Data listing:
start

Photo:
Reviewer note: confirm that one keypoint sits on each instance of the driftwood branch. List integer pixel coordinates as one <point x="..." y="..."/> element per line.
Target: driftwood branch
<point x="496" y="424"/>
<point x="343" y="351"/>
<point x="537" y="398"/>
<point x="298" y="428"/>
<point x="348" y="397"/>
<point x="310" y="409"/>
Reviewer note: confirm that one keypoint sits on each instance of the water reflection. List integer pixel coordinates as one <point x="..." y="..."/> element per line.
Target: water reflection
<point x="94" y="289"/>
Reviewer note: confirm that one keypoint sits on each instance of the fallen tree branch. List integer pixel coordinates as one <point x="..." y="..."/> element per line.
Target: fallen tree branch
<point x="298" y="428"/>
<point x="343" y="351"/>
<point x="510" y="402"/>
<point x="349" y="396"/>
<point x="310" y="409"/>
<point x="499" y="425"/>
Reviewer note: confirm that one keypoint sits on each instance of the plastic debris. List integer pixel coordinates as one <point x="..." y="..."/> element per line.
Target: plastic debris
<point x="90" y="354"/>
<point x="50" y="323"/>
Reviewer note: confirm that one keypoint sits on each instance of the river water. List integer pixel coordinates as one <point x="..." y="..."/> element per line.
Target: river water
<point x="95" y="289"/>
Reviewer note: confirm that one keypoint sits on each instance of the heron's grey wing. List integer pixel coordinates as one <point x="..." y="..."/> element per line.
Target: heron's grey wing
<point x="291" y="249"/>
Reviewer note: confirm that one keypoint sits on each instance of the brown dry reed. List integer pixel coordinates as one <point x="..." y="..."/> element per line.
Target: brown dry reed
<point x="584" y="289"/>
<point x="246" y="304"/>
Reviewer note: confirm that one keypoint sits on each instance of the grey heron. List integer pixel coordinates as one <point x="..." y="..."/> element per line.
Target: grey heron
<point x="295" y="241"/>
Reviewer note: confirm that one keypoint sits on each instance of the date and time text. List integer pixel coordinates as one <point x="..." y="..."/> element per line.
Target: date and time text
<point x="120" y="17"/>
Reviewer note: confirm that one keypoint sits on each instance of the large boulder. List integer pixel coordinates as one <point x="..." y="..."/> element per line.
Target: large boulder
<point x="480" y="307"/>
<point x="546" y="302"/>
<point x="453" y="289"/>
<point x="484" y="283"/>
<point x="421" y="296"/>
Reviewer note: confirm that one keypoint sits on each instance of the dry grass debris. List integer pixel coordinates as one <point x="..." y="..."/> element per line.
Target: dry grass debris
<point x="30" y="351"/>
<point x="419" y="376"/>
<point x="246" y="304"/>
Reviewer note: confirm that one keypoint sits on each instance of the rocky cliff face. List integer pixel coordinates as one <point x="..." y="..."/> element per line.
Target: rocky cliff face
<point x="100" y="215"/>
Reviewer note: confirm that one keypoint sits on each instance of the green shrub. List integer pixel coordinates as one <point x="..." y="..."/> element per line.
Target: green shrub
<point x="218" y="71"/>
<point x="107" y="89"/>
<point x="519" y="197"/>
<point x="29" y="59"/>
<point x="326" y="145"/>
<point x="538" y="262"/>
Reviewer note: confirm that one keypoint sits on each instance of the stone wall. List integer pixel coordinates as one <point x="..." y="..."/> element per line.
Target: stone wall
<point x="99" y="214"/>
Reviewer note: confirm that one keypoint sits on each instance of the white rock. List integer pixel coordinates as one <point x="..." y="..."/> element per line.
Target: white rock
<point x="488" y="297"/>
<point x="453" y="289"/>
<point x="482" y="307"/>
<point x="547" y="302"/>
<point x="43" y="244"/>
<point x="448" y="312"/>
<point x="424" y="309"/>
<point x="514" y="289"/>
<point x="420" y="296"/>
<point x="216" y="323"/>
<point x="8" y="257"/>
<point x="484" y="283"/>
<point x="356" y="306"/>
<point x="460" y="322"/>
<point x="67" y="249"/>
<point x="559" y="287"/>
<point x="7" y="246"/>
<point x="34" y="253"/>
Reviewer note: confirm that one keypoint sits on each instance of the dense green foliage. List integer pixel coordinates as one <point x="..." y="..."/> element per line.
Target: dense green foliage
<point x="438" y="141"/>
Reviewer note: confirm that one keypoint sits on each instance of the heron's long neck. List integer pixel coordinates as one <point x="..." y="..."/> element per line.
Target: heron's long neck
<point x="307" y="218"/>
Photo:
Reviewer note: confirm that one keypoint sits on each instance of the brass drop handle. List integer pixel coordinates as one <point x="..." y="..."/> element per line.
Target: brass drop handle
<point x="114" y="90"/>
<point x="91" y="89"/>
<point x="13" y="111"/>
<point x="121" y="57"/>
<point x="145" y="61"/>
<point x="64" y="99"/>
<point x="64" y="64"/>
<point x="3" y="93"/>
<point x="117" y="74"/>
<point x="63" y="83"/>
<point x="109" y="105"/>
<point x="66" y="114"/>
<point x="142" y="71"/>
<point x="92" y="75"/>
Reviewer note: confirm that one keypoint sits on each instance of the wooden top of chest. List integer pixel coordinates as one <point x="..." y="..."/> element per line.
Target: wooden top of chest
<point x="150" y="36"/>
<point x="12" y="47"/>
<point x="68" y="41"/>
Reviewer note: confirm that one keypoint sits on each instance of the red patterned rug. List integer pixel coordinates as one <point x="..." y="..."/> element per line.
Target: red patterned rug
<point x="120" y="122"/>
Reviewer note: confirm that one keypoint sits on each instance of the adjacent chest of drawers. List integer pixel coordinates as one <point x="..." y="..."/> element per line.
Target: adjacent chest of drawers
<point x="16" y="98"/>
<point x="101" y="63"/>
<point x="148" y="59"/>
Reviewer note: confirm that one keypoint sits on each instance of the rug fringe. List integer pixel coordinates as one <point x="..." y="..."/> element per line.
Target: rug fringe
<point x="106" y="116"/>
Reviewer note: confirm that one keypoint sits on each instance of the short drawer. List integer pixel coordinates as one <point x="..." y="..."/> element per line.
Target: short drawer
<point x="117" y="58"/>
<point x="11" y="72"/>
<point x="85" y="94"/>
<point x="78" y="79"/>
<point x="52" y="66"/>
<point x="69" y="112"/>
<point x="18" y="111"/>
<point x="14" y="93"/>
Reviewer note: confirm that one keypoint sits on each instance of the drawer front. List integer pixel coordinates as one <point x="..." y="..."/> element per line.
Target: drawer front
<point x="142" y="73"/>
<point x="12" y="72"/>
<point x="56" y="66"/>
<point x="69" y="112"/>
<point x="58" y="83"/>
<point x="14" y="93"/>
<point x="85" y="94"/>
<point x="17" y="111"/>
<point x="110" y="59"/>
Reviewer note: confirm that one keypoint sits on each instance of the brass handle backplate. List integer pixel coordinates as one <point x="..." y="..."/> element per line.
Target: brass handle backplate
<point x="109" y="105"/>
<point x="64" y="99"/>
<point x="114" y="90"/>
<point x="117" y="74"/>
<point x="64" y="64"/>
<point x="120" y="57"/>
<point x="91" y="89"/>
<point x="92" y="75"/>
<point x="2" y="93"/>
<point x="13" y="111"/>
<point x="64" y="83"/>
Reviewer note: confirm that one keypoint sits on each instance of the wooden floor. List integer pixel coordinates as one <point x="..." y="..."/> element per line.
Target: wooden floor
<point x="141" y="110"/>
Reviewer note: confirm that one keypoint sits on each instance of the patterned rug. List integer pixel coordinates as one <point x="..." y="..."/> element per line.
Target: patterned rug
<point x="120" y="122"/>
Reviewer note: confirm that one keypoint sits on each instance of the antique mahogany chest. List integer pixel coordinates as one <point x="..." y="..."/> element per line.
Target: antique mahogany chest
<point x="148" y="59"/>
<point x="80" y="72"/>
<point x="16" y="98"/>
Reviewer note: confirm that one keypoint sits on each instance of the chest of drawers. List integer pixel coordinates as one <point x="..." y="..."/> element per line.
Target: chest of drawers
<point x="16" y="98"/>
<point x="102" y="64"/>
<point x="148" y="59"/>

end

• **Directions**: Reproduce exactly the lines from the one containing "of the patterned" through the last line of the records above, including both, and nothing else.

• **Problem solution**:
Reviewer note: confirm that one keypoint sits on each instance of the patterned rug. List integer pixel coordinates as one <point x="..." y="..."/> element per line.
Target: patterned rug
<point x="120" y="122"/>
Reviewer note: confirm that one keypoint sits on each instance of the antique mahogany chest. List integer pixel coordinates as one <point x="..." y="..."/> element per line.
Target: antique mahogany chest
<point x="148" y="59"/>
<point x="80" y="72"/>
<point x="16" y="98"/>
Reviewer note: confirm that one keypoint sits on each instance of the chest of drawers. List integer pixel coordinates as one <point x="..." y="..."/> element per line.
Target: chest of drawers
<point x="16" y="98"/>
<point x="102" y="64"/>
<point x="148" y="59"/>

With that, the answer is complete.